*What to work on*
Locate each line in the records below that contains the string "positive", and copy those lines in their original order.

*Record extracts*
:::

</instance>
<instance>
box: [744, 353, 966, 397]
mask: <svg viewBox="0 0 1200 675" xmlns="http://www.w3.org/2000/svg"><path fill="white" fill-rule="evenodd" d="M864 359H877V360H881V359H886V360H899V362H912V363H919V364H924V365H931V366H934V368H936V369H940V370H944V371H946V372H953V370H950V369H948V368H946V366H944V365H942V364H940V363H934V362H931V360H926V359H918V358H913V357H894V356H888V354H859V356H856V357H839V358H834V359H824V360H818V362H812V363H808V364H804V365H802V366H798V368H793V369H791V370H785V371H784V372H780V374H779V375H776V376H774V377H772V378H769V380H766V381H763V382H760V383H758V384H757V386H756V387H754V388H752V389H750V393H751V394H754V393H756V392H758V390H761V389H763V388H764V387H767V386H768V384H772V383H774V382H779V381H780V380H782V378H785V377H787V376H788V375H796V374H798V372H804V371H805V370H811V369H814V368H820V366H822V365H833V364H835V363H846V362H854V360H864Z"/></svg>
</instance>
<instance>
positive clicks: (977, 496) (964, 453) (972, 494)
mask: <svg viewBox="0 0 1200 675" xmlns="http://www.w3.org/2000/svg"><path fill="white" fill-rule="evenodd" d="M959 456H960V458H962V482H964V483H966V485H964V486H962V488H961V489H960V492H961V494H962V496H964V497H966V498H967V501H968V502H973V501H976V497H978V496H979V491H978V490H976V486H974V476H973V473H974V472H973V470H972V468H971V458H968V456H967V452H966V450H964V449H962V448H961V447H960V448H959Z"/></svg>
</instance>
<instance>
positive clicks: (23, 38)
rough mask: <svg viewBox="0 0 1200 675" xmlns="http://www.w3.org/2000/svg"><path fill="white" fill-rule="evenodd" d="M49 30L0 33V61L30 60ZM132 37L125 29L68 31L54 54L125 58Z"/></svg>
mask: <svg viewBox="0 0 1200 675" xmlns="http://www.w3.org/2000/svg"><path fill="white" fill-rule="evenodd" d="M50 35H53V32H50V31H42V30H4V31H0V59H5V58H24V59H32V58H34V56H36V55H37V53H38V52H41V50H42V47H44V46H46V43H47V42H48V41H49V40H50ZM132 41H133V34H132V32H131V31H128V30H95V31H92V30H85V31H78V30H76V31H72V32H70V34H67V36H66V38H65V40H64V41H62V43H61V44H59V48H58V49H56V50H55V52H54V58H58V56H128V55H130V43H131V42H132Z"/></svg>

:::

*Result of the task*
positive clicks: (977, 496) (964, 453) (972, 494)
positive clicks: (23, 38)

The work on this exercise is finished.